- _Article_
┏━━

I can't argue with any of that except it would leave a hole (in the side of the slide) that would be open to the striker channel. Padlocks (a la Ruger or CZ) are bad enough but at least it's easy to see if a padlock is on or off and it can't screw up the gun when it's off. Maybe a hole isn't all that bad after all; or maybe some aftermarket folks will make an attractive plug. Thanks for the input. Maybe this should be its own thread.


----------



## berettabone (Jan 23, 2012)

I'll use the new puppy analogy....you get the puppy, it causes you some troubles, but you don't want to get rid of it, because you love it, and you can maybe train it to become better..............I guess that's what makes me different in the firearms world......if I can't shoot it without problems, if I can't assemble and disassemble without problems, if I can't trust it totally, it's gone. Good luck and hope you find a cure.


----------



## Scott9mm (Jul 2, 2012)

I get the puppy analogy but I guess I'm just a tinkerer and like to understand why things work or don't work.

Since last post, I replaced the striker/firing pin as well as the plastic firing-pin sleeve but only measured a slight improvement in the range of trigger force variation. After racking the slide, one of three things happened: trigger force was 3.75 pounds (a tad light), 6-7 pounds (not bad), or the sear failed to catch the firing pin entirely. Closer inspection showed that the sear did not always return to the full-up position under pressure of the sear spring. I concluded that either the sear spring is weak/damaged or there is a rough spot on the sear or sear frame that prevents the sear from popping fully up. Turns out that all three of these parts are restricted, which means Taurus will not sell the parts. I considered adapting a generic spring but lacking any specs (other than physical dimensions) I decided against it. So I sent the gun back to Taurus (to the tune of $70+) to let them deal with it. I did include a letter detailing the current problem as well as a complete history of previous issues and actions. Taurus received the gun Weds a.m. and I got an email acknowledging receipt around COB Thursday. Taurus' online repair tracking web site still shows nothing (as of COB Friday) which is par for the course, I hear. Last time, when FEDEX delivered the gun back to me the web site still showed received, awaiting repair so that online status "tool" appears pretty useless. Now it's time to wait. Possible update to follow.


----------



## denner (Jun 3, 2011)

Good move, let us know how it turns out.


----------



## Scott9mm (Jul 2, 2012)

Situation Report Update.

I'm the OP. My main complaint was erratic trigger force (between 3 and 9 lb) which seemed to depend on slide-rack speed and also the sear completely failed to catch the striker sometimes. I Fedex'ed the gun to Taurus Miami on 1 Aug and got it back 17 Aug. The online status tracking was not useful as it did not even show "received" for, maybe, 10 days and suddenly jumped to "repaired and enroute back" the day before it arrived here.

┗━━

- _Entries_
┏━━

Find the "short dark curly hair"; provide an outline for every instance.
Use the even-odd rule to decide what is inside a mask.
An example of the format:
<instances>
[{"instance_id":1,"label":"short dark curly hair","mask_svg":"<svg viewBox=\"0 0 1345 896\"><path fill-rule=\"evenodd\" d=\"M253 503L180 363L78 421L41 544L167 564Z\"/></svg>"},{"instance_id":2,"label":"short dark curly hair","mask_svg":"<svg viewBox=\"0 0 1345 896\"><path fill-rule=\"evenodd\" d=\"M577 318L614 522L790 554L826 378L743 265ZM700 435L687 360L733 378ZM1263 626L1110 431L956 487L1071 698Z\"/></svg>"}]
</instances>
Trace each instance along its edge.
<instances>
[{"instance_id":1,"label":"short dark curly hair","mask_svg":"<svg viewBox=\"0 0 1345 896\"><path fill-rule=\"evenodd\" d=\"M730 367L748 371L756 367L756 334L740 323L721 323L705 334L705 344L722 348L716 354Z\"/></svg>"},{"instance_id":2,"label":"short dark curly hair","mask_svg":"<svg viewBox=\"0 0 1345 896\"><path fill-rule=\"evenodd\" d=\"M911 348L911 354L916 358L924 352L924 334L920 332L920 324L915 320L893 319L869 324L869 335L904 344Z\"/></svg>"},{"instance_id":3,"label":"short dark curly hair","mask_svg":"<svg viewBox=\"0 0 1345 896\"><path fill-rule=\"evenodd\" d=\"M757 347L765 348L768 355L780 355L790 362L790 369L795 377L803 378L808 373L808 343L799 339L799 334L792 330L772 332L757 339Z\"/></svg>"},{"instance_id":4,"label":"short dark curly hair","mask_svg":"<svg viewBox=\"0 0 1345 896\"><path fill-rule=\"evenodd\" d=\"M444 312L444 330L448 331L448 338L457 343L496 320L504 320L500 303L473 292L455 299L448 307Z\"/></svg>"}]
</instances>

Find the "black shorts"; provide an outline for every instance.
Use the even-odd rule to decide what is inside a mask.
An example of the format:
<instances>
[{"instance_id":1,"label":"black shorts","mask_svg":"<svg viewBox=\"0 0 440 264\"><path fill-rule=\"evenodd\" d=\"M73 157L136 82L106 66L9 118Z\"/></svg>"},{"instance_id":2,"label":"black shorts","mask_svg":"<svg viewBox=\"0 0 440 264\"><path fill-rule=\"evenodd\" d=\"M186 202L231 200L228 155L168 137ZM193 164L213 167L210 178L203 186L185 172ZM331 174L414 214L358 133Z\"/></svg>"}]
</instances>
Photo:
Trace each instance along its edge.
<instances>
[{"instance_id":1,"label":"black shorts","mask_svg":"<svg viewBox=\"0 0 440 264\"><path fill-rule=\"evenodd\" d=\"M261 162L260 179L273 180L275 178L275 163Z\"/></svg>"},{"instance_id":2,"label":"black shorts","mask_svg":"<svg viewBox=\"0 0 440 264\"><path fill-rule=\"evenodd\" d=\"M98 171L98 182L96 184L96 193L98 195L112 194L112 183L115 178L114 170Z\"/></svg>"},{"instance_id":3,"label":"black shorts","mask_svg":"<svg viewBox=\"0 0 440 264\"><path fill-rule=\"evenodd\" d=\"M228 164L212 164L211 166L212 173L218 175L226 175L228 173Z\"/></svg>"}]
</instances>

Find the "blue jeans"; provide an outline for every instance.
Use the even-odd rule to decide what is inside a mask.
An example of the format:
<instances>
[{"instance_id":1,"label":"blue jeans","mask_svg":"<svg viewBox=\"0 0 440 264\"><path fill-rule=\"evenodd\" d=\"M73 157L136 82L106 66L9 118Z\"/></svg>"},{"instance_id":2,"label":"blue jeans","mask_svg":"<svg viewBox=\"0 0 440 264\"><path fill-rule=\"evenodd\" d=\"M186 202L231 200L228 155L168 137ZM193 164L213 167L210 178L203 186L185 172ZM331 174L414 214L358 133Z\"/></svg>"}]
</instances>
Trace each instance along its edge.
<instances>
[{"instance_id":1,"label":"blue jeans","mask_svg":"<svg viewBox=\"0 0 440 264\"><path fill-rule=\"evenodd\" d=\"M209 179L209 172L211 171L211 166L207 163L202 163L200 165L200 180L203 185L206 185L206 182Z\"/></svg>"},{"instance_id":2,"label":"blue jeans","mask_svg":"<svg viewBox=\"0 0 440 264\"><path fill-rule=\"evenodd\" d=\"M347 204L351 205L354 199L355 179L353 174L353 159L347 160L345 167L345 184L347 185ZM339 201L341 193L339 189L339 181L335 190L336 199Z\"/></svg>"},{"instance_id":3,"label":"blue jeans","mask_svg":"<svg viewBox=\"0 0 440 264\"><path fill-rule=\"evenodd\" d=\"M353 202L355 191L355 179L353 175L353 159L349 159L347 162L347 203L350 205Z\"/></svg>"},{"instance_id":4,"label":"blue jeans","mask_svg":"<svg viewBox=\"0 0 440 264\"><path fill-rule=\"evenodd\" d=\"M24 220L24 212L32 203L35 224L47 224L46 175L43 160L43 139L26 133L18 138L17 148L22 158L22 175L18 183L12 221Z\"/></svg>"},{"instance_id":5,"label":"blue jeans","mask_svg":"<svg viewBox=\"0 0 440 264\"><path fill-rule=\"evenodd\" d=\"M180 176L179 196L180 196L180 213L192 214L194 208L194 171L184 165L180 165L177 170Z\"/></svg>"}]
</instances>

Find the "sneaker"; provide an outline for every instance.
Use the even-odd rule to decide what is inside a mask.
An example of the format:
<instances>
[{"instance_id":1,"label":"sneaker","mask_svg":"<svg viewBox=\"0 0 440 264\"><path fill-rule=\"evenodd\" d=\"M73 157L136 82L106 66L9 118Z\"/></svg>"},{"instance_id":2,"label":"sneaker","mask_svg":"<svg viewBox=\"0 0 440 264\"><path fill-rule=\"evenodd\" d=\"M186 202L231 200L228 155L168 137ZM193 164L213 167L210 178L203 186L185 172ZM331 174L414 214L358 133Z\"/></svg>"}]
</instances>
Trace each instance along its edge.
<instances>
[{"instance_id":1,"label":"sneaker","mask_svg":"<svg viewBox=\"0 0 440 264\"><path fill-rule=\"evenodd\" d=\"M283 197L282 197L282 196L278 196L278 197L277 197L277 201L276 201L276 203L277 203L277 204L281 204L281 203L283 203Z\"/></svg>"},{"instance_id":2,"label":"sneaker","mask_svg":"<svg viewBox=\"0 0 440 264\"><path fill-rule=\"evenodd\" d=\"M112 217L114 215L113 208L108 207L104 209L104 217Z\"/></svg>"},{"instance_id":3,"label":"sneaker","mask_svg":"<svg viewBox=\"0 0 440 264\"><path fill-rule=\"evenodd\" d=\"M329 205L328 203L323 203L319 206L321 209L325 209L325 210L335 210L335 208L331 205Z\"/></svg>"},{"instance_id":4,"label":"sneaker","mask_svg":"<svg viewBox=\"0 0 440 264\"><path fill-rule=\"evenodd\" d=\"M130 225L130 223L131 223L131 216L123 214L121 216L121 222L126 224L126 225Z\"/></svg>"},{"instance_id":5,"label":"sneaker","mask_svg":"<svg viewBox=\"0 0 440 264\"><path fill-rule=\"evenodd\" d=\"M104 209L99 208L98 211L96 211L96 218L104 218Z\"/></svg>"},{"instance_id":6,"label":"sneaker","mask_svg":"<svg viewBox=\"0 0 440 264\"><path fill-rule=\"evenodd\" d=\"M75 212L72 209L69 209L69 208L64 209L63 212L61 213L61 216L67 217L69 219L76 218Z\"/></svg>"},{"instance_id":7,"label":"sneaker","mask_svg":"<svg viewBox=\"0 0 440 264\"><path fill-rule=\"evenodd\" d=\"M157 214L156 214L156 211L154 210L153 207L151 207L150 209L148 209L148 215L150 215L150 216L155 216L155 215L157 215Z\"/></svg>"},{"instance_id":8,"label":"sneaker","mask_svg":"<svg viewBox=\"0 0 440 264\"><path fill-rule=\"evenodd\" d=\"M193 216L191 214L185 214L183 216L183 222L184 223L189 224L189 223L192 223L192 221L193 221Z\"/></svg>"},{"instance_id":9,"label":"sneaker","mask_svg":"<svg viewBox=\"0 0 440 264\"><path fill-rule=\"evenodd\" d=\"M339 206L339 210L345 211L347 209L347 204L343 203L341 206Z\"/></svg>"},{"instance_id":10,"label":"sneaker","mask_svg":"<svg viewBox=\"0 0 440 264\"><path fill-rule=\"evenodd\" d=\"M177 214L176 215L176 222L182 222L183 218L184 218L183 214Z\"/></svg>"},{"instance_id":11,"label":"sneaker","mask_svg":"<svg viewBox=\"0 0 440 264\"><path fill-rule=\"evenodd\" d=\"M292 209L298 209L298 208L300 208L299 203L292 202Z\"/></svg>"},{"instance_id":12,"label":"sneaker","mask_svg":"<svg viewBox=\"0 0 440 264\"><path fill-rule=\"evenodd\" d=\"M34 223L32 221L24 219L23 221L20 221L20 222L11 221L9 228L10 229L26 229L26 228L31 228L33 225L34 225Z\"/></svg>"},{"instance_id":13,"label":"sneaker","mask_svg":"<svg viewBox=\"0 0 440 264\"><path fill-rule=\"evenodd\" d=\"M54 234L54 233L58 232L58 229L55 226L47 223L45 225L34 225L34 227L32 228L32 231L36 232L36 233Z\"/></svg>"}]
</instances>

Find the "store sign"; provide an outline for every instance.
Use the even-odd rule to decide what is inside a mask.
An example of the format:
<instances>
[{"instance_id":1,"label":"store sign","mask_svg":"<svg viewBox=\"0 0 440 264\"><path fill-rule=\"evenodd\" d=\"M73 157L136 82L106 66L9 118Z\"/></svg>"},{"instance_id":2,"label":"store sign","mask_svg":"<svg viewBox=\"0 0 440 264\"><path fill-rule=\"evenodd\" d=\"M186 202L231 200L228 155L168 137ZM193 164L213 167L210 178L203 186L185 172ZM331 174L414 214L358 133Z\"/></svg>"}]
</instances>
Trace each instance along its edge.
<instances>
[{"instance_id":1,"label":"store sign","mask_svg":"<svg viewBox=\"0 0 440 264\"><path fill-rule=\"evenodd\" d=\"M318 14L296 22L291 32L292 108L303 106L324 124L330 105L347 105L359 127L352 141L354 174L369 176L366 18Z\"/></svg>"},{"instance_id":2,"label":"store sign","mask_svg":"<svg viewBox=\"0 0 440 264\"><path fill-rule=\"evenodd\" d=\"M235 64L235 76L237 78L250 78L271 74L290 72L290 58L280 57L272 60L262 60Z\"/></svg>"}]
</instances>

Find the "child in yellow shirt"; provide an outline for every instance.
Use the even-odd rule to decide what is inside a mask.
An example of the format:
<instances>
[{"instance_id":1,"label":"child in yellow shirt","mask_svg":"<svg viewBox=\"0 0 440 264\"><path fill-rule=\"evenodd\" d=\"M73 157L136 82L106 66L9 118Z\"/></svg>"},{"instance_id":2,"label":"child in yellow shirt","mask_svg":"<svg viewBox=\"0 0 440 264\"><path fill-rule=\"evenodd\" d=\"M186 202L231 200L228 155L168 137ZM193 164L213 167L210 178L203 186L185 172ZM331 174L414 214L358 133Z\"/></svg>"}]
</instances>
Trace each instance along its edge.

┗━━

- _Jobs_
(A) Answer these questions about the forum thread on the Taurus pistol's trigger problem:
(i) Which three parts does Scott9mm say Taurus restricts and will not sell?
(ii) How much did Scott9mm pay to send the gun back to Taurus?
(iii) On what dates was the gun shipped to Taurus Miami and returned?
(B) Write what comes next in the forum thread on the Taurus pistol's trigger problem, picking up after its final sentence.

- _Expected outputs_
(A)
(i) The sear spring, the sear, and the sear frame.
(ii) More than $70 ("$70+").
(iii) It was shipped on 1 Aug and returned on 17 Aug.

(B)
Previously: I sent this almost new gun to Taurus in Nov 2010 because I believed it shot seriously low. Taurus CS told me they made shorter front sights (just a little plastic piece) but they had none of them in stock and requested I send them the whole gun. I got the gun back in a week and now I believe they just replaced the entire gun with a new one from Brazil and stamped my S/N on the slide. My original gun had the S/N on the slide and barrel and the one I got back only had the S/N on the slide. In any event, the gun I got back started having occasional failures to extract (incomplete extraction); I bought and installed a new extractor which fixed this problem. Most recently I subjectively noticed significant variation in the required trigger force, which I confirmed with a trigger pull gauge. Taurus CS said all the associated parts (sear, sear spring, etc.) were restricted; they would not sell them to me but requested I send them the whole gun again. I sent them the gun Fedex (cost over $70) along with a detailed letter explaining the current issue as well as all prior issues and actions.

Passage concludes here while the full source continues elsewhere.